(Source data)

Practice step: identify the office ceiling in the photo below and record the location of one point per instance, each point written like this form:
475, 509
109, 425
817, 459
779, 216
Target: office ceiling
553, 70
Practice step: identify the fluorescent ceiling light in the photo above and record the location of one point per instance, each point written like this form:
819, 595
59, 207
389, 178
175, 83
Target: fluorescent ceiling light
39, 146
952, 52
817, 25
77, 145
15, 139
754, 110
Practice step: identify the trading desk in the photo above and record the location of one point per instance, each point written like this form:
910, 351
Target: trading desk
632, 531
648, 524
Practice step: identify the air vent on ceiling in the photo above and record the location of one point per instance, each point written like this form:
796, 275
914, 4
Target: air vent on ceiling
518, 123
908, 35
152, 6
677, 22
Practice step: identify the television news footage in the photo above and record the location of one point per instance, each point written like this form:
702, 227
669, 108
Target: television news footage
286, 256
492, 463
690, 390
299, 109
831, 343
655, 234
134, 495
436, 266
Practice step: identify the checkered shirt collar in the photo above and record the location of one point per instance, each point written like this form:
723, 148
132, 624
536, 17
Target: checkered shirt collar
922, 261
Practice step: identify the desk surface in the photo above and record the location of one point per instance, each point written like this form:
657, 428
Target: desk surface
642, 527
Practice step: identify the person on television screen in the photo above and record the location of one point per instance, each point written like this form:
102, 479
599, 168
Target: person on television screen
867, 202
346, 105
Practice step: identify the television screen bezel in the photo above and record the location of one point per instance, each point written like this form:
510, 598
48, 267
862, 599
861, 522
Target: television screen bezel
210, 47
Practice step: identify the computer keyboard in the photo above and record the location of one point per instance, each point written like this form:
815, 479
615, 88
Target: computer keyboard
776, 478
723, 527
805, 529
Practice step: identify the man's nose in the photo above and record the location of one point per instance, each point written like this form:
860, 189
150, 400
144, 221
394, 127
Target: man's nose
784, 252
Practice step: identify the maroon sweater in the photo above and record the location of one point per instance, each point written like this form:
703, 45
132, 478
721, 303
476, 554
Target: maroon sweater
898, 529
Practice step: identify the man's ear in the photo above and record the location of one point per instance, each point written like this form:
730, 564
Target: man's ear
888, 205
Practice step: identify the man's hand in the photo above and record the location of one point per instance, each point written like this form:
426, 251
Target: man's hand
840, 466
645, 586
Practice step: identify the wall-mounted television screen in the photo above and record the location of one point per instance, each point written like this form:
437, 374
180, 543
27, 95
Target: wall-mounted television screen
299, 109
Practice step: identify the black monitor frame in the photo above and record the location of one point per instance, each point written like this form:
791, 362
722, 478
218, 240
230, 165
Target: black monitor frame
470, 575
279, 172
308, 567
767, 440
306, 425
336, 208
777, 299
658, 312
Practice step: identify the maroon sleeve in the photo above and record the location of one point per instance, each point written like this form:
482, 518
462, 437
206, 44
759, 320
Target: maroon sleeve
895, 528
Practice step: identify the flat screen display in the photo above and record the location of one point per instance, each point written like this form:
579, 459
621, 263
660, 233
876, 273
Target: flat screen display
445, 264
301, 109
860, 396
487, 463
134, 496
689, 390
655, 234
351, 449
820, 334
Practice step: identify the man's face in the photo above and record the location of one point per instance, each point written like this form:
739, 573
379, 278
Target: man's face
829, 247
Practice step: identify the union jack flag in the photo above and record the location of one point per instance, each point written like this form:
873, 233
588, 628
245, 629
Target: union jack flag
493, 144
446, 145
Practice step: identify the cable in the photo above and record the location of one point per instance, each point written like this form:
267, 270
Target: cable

**What is needed:** Count each line above where the word "cable" appears, and answer with nothing except that count.

**Expected output:** 2